■ ACTIONS TO TAKE
- a) Return, word for word, the stretch of the passage on pistachio nutrition from the words "Pistachios also contain" through the words "diseases, like cancer.".
- b) According to the passage on pistachio nutrition, which recipes can chopped pistachios be added to? List all of them.

■ SOURCE DOCUMENT

Pistachios are rich in potassium (helps regulate the body's fluid balance), phosphorus (helps build bones and teeth) and magnesium (important element in the conversion of the body's energy), and are also a good source of vitamin B6 (aids protein metabolism and absorption) and thiamine (enhances energy and promotes normal appetite).
These nuts also have a relatively low calorie value when compared to other nuts and are cholesterol free, high in fibre and low in saturated fat.
These nuts are also a very good source of protein.
Like most other nuts, pistachios can also cut heart disease risk. The high monounsaturated fat content may actually lower cholesterol levels in the blood.
Pistachios also contain antioxidants in the form of phytochemicals. These plant nutrients have been associated with a decreased risk for developing chronic diseases, like cancer.
To reduce the sodium and fat content of your diet, avoid salted, oil-roasted pistachio nuts.
Let these nuts form part of a healthy, balanced diet: sprinkle the pistachios on yoghurt, hot or cold cereal, or in cream cheese spreads for sandwiches and crackers. Add chopped pistachios to your favourite bread, pancake, waffle or muffin recipe or snack on them between meals.
Pistachio nuts have a high monounsaturated fat and protein content. Don't eat more than 30 nuts (18 g) more than four times a week. To avoid piling on those kilos, substitute other high fat foods with pistachios – don't just add them on to your diet.

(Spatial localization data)
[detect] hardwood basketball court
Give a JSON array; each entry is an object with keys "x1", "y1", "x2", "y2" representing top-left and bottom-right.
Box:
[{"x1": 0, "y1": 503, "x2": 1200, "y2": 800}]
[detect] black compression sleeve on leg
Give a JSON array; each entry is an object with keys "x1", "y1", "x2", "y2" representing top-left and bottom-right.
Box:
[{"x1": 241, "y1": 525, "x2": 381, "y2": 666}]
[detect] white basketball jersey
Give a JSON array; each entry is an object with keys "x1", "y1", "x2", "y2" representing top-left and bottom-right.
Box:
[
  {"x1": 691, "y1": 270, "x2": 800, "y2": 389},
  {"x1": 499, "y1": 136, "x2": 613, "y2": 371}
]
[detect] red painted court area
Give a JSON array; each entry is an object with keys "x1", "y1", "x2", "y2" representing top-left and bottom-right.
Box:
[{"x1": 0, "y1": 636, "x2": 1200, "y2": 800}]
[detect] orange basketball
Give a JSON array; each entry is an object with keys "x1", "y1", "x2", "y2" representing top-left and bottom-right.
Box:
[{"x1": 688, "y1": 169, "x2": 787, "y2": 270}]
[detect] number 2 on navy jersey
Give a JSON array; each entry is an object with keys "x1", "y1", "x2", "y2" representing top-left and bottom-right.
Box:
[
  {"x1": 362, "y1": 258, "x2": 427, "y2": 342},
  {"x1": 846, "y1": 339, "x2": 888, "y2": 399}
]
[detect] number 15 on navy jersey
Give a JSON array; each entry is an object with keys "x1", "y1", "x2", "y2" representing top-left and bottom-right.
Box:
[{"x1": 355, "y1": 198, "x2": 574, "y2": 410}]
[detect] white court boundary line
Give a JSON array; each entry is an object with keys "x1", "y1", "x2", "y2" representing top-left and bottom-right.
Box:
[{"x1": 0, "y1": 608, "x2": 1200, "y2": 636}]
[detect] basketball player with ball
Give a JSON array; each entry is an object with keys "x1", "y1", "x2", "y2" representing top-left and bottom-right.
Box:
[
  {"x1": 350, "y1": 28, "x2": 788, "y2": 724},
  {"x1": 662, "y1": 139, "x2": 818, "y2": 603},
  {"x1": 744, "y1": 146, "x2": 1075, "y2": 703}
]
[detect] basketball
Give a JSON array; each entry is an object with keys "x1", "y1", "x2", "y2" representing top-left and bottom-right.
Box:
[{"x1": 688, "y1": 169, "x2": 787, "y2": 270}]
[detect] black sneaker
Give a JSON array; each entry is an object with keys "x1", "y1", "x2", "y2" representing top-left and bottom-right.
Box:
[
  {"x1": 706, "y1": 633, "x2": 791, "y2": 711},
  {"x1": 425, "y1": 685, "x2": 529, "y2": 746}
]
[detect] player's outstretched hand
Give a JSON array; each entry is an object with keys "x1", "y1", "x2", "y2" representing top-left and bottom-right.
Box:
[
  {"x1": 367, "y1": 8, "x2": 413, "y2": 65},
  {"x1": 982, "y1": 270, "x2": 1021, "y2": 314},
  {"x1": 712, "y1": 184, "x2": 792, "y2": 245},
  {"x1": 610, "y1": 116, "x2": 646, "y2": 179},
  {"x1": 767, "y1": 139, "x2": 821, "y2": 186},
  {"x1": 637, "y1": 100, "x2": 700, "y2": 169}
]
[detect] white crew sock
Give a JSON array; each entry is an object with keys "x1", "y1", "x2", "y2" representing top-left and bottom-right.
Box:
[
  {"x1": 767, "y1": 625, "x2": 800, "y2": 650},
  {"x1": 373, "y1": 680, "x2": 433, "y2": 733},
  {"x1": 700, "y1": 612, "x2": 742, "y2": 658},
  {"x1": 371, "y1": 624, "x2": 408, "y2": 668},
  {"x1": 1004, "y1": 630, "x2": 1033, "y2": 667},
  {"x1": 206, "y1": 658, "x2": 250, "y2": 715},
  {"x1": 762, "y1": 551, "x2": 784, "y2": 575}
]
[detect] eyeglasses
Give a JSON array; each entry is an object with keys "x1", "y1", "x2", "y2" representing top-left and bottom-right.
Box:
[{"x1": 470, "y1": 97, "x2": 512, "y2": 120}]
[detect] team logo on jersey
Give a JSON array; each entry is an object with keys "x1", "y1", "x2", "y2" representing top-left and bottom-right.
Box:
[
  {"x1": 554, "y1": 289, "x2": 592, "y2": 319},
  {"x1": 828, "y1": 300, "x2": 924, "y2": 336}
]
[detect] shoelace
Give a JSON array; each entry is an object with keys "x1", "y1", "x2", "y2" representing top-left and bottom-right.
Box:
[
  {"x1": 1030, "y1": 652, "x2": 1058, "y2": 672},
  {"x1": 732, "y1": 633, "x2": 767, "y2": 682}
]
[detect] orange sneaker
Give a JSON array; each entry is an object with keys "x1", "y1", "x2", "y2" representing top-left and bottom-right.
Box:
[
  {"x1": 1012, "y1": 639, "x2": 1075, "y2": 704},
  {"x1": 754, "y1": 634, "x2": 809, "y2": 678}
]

■ RESPONSES IN ORDER
- a)
Pistachios also contain antioxidants in the form of phytochemicals. These plant nutrients have been associated with a decreased risk for developing chronic diseases, like cancer.

- b)
- Bread
- Pancake
- Waffle
- Muffin